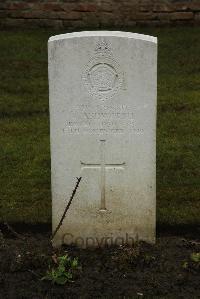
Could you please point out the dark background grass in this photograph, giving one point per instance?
(25, 194)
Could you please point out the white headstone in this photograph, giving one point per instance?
(103, 128)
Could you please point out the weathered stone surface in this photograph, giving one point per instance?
(102, 88)
(95, 14)
(182, 16)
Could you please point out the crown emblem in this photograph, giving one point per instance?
(102, 48)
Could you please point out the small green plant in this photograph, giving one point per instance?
(63, 271)
(195, 257)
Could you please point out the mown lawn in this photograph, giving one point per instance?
(24, 126)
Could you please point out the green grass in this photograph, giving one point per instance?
(24, 122)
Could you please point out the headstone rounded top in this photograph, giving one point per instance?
(103, 33)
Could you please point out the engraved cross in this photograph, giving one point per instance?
(102, 166)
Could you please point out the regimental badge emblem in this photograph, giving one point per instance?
(103, 76)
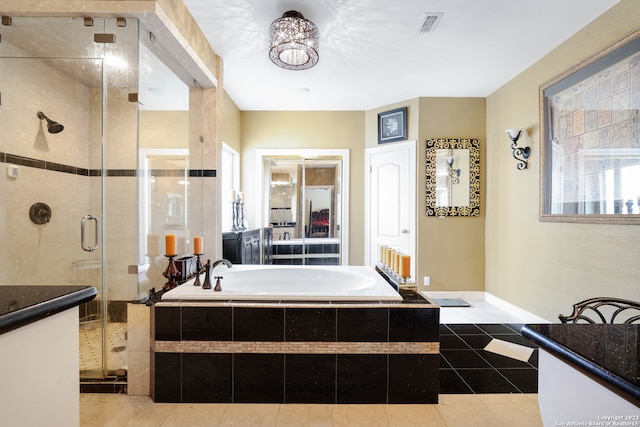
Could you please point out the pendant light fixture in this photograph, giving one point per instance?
(293, 42)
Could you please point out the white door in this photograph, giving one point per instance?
(390, 197)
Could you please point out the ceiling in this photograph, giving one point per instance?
(371, 53)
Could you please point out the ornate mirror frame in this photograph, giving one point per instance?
(473, 209)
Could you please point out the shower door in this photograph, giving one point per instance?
(69, 136)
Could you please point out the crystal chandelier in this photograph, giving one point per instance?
(293, 42)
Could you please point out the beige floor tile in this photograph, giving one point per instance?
(97, 413)
(516, 414)
(359, 416)
(250, 415)
(457, 399)
(195, 415)
(305, 416)
(468, 414)
(414, 415)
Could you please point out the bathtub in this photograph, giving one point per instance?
(290, 283)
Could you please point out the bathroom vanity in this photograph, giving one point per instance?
(588, 373)
(39, 344)
(296, 351)
(310, 251)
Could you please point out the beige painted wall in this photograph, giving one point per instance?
(540, 266)
(308, 129)
(231, 134)
(443, 245)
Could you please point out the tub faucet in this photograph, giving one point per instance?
(208, 267)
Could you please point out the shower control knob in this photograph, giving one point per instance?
(40, 213)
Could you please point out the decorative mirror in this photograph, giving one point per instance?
(453, 177)
(589, 126)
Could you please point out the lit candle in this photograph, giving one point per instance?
(405, 266)
(171, 245)
(197, 245)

- Task details: When you output the entries, keep each line exactly as it is and leave out any pictures.

- Result of this task:
Could you please point out the dark background grass in this photograph, giving one point per instance?
(25, 194)
Could you please point out the white headstone in this photograph, giving one point per instance?
(103, 128)
Could you please point out the weathered stone surface in this photograph, giving one point per instance?
(102, 88)
(95, 14)
(182, 16)
Could you please point out the crown emblem in this photograph, giving one point per instance?
(102, 48)
Could you please point out the small green plant in this photograph, giving one point per instance?
(63, 271)
(195, 257)
Could you please point out the mown lawn in this photograph, giving one point per instance?
(24, 126)
Could you please point out the green grass in this photograph, giving one point per instance?
(24, 122)
Could you please point out the headstone rounded top in this photograph, giving one point per instance?
(103, 33)
Could you please point out the engraved cross in this photograph, giving one point per instance?
(102, 166)
Could you please point out the regimental badge emblem in this photograph, giving one point per instance?
(103, 76)
Could you please point out the pendant light fixture in this photograph, giving one point per instance?
(293, 42)
Could you please point out the white door in this photograph, giving one point per instance?
(390, 197)
Could you please point out the ceiling in this photograph, giving one point per instance?
(371, 53)
Could you please point out the ornate mirror frame in this photograph, giving one point per instance?
(473, 209)
Could you please point out the shower door in this photograph, giving one point per instance?
(69, 136)
Could you please point out the crystal chandelier in this photograph, giving one point per instance?
(293, 42)
Could you please point out the beige floor tile in this photograph, giving one point per instance?
(97, 413)
(516, 414)
(359, 416)
(250, 415)
(457, 399)
(195, 415)
(305, 416)
(468, 414)
(414, 415)
Could you please point out the bathtub in this photograph, giving one point per instance?
(290, 283)
Could you please point out the bathroom vanity in this photograph, giving one point per instance?
(588, 373)
(39, 344)
(296, 351)
(310, 251)
Could you please point out the beige painted wall in this photograph, giving one point per instance?
(540, 266)
(308, 129)
(231, 134)
(443, 245)
Could you please point out the tub faucet in this photograph, giving one point per instance?
(208, 267)
Could you please point out the shower control knob in this photograph, giving one point per instance?
(40, 213)
Could you please point out the decorative mirror in this photograph, giving one point per instance?
(453, 177)
(589, 126)
Could you please point out the lit candle in this photograph, giving one point per instance?
(405, 266)
(171, 245)
(197, 245)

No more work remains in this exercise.